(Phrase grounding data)
────────────────────────────────────────
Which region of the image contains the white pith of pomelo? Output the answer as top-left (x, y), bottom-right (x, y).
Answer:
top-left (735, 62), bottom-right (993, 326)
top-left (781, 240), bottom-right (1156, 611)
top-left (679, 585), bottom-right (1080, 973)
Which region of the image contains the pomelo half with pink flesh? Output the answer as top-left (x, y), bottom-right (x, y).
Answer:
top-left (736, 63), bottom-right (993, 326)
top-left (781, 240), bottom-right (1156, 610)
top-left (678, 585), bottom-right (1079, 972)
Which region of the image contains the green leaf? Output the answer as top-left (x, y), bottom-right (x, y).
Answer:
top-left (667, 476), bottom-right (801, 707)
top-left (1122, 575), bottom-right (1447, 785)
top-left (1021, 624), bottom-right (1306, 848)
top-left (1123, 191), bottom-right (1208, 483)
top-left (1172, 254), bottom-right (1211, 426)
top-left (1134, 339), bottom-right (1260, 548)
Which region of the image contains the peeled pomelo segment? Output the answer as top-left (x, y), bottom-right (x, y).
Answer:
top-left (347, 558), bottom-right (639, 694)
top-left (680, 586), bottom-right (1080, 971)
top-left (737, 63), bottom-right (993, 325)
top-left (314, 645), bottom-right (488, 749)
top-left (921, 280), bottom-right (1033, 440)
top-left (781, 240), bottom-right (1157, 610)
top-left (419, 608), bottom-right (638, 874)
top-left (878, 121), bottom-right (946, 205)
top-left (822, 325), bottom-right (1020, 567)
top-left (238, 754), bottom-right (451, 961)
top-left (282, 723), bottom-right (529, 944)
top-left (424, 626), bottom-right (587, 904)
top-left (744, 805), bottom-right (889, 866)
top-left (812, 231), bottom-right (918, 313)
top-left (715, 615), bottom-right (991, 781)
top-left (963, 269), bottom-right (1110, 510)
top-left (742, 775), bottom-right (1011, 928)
────────────────────────────────────────
▶ **PROBLEM REQUIREMENTS**
An exact copy of all the records above is needed.

▶ **RESPONSE**
Which region of the image contains the white pith of pomelo? Output the answer as top-left (x, y), bottom-right (x, y).
Answer:
top-left (735, 62), bottom-right (993, 326)
top-left (781, 240), bottom-right (1156, 611)
top-left (679, 585), bottom-right (1080, 973)
Which region of the image contains the pomelo half with pink flesh? Output the answer as top-left (x, y), bottom-right (x, y).
Answer:
top-left (736, 63), bottom-right (993, 326)
top-left (781, 240), bottom-right (1156, 610)
top-left (678, 585), bottom-right (1079, 972)
Which region of the image contains the green leaf? Output the answer as top-left (x, y), bottom-right (x, y).
Answer:
top-left (667, 476), bottom-right (801, 707)
top-left (1122, 575), bottom-right (1447, 785)
top-left (1021, 624), bottom-right (1306, 848)
top-left (1123, 191), bottom-right (1208, 483)
top-left (1172, 254), bottom-right (1211, 426)
top-left (1134, 339), bottom-right (1260, 548)
Which region of the image contains the peeled pomelo segment? Output the answer as top-left (x, y), bottom-right (x, y).
Answer:
top-left (347, 558), bottom-right (639, 694)
top-left (680, 586), bottom-right (1080, 971)
top-left (737, 63), bottom-right (993, 325)
top-left (314, 645), bottom-right (488, 749)
top-left (921, 280), bottom-right (1033, 440)
top-left (781, 240), bottom-right (1157, 610)
top-left (419, 608), bottom-right (638, 874)
top-left (878, 121), bottom-right (946, 205)
top-left (822, 325), bottom-right (1020, 567)
top-left (238, 754), bottom-right (451, 961)
top-left (282, 723), bottom-right (529, 944)
top-left (424, 626), bottom-right (587, 904)
top-left (744, 805), bottom-right (889, 866)
top-left (812, 231), bottom-right (918, 313)
top-left (715, 615), bottom-right (991, 781)
top-left (963, 269), bottom-right (1110, 510)
top-left (742, 775), bottom-right (1011, 928)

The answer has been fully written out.